__DOCUMENT SECTION__.
BEGIN
Inscription protocols reuse addresses. Ordinals inscription activity (early 2023 onward) and the Runes launch (April 2024) consume base-layer block weight at high transaction counts but with significant address reuse — a single marketplace address mints, transfers, and settles thousands of inscriptions. The active-address signal compresses while transaction count and fee revenue rise; pages reading the chart as a clean adoption proxy in this window are reading it incorrectly.
Layer-2 activity is invisible. Lightning Network routing, sidechain (Liquid, Rootstock) transfers, and federated-bridge activity do not touch the base layer and do not appear in the count. Lightning capacity in the tens of thousands of BTC routed annually is real economic flow that the active-address chart cannot see by design.
The pre-2014 history is sparse. Address-set telemetry on the first three years of the chain reflects much smaller absolute participant counts than the post-2014 era; comparisons across the boundary should weigh structural growth, not just headline-number ratios.
Frequently asked
09Canonical questions from Google’s “People also ask” block for bitcoin active addresses, answered against the data on this page.
END
__ACTIONS TO TAKE__.
a) According to the text on bitcoin active addresses, when did Runes launch?
b) Retype the text on bitcoin active addresses word for word, starting at "The pre-2014 history" and ending at "just headline-number ratios.".
c) Continue the text on bitcoin active addresses from the point where it stops.

__RECORDED DATA__.
BEGIN
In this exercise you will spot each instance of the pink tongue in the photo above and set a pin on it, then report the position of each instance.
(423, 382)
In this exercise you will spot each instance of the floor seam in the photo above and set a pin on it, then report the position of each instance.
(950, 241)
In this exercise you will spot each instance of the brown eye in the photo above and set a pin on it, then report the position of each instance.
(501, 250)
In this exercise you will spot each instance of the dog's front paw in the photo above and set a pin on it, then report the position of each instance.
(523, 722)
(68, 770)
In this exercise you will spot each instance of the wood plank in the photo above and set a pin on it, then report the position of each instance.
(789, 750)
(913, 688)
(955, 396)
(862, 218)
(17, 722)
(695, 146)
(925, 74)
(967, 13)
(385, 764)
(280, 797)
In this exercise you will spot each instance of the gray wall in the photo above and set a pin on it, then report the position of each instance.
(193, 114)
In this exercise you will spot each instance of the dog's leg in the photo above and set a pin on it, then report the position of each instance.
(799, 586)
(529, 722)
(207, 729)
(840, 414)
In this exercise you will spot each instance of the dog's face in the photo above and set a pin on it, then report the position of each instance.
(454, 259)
END
BEGIN
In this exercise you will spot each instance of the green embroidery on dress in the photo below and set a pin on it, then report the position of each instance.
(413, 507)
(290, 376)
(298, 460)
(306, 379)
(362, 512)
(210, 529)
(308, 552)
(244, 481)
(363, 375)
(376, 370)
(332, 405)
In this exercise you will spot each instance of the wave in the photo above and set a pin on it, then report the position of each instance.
END
BEGIN
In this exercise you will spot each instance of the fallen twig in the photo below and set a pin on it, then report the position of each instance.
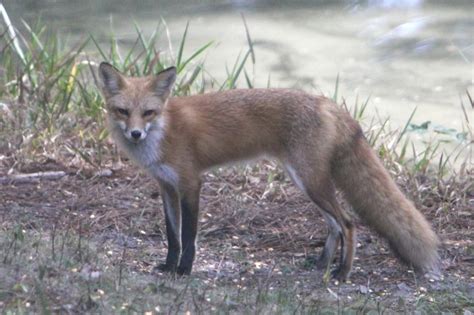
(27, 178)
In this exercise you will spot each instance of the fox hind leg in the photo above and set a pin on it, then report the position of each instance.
END
__ANSWERS FOR EACH ITEM__.
a) April 2024

b)
The pre-2014 history is sparse. Address-set telemetry on the first three years of the chain reflects much smaller absolute participant counts than the post-2014 era; comparisons across the boundary should weigh structural growth, not just headline-number ratios.

c)
- What counts as an active Bitcoin address?
- An active address is one that appeared as either an input or an output of a confirmed Bitcoin transaction on a given UTC day. Each distinct address counts once, even if it transacted multiple times. The measure answers “how many addresses moved”, not “how many transactions happened” — the latter is on the transactions chart.
- How many active Bitcoin addresses are there per day?
- Today the daily count is 690,258; the trailing 30-day average is 624,254; the year-over-year change on that average is −14.7%. The 2017 and 2021 cycle tops both printed sustained 30-day averages above one million. Cycle troughs have consistently dragged the average below 700k, with the 2018 and 2022 lows both bottoming near 500k.
- Why did Bitcoin active addresses fall after Runes launched?
- Runes — a token protocol that launched at the April 2024 halving (block 840,000) — and the broader ordinals / inscriptions activity that began with Casey Rodarmor’s Ordinals genesis in January 2023 each consume base-layer block weight without growing the unique-address footprint. Many inscription transactions reuse the same handful of inscriber and marketplace addresses for thousands of mints, so transaction count rose while unique active-address counts flattened or fell.
- Are active addresses a good adoption proxy for Bitcoin?
- Leaky in both directions. A custodial exchange routes transactions for thousands of customers through a small handful of hot-wallet addresses (under-counts retail). A privacy-conscious user can rotate through a fresh address per receive (over-counts that user). Inscription protocols re-use addresses by design (under-counts the activity). Treat the 30-day SMA and the year-over-year change as signal; treat single-day moves as exchange-side accounting.
- How is active-address count different from new addresses?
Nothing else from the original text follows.